▶ DOCUMENT SEGMENT:
--- begin ---
Single by Guillemots

from the album Through the Windowpane
- Released: 26 June 2006
- Recorded: 2005–2006
- Genre: Alternative rock, chamber pop
- Length: 3:41
- Label: Polydor
- Songwriter(s): Fyfe Dangerfield
- Producer(s): Fyfe Dangerfield

Guillemots singles chronology
| "We're Here" (2006) | "Made-Up Lovesong #43" (2006) | "Trains to Brazil" (2006) |

= Made-Up Lovesong 43 =

"Made-Up Lovesong #43" is a song by Guillemots, from their album, Through the Windowpane. It was released as a single; their first to be chart-eligible, reaching number 23 in the UK Singles Chart. An older version of the song appears on I Saw Such Things in My Sleep EP and From the Cliffs.
--- end ---
▶ TASK DATA:
--- begin ---
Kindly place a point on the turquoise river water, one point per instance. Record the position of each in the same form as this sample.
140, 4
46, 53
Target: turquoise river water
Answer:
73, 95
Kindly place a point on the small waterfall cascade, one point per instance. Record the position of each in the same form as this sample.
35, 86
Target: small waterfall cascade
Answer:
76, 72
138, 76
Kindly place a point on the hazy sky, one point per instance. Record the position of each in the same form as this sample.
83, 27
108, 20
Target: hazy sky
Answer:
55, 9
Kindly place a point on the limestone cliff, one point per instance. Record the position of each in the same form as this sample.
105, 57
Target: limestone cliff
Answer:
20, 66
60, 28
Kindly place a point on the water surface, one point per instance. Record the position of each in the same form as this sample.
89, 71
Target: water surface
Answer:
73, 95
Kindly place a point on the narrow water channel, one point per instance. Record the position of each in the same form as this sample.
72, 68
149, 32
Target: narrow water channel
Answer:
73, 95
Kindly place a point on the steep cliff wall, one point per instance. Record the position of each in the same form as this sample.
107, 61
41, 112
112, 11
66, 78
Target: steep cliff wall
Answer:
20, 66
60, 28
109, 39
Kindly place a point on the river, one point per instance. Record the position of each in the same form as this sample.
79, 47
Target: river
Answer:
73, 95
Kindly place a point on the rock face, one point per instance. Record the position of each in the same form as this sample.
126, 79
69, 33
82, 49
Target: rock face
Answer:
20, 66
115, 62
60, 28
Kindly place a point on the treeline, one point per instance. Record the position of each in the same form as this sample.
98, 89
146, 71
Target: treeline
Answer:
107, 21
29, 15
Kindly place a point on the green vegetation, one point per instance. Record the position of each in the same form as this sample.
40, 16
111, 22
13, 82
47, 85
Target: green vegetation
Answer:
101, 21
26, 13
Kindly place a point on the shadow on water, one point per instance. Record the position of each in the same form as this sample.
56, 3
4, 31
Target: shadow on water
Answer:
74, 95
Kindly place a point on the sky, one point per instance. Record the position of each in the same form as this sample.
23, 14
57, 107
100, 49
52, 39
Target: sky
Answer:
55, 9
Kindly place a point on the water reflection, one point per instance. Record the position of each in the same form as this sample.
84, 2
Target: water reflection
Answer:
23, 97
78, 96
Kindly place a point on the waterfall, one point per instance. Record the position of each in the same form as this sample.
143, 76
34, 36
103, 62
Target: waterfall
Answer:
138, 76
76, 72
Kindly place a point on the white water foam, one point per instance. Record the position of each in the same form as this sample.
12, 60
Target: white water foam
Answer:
--- end ---
▶ CHALLENGE 1: Output the full text about the song "Made-Up Lovesong #43" word for word.
▶ CHALLENGE 2: Add -29 to every point coordinate in the answers, and give back the entries from the line holding "Kindly place a point on the shadow" through the end of the entries, both ends included, with the requests kept in place. Return only those lines.

▶ CORRECT OUTPUT 1:
Single by Guillemots

from the album Through the Windowpane
- Released: 26 June 2006
- Recorded: 2005–2006
- Genre: Alternative rock, chamber pop
- Length: 3:41
- Label: Polydor
- Songwriter(s): Fyfe Dangerfield
- Producer(s): Fyfe Dangerfield

Guillemots singles chronology
| "We're Here" (2006) | "Made-Up Lovesong #43" (2006) | "Trains to Brazil" (2006) |

= Made-Up Lovesong 43 =

"Made-Up Lovesong #43" is a song by Guillemots, from their album, Through the Windowpane. It was released as a single; their first to be chart-eligible, reaching number 23 in the UK Singles Chart. An older version of the song appears on I Saw Such Things in My Sleep EP and From the Cliffs.

▶ CORRECT OUTPUT 2:
Kindly place a point on the shadow on water, one point per instance. Record the position of each in the same form as this sample.
56, 3
4, 31
Target: shadow on water
Answer:
45, 66
Kindly place a point on the sky, one point per instance. Record the position of each in the same form as this sample.
23, 14
57, 107
100, 49
52, 39
Target: sky
Answer:
26, -20
Kindly place a point on the water reflection, one point per instance. Record the position of each in the same form as this sample.
84, 2
Target: water reflection
Answer:
-6, 68
49, 67
Kindly place a point on the waterfall, one point per instance. Record the position of each in the same form as this sample.
143, 76
34, 36
103, 62
Target: waterfall
Answer:
109, 47
47, 43
Kindly place a point on the white water foam, one point per instance. Record the position of each in the same form as this sample.
12, 60
Target: white water foam
Answer:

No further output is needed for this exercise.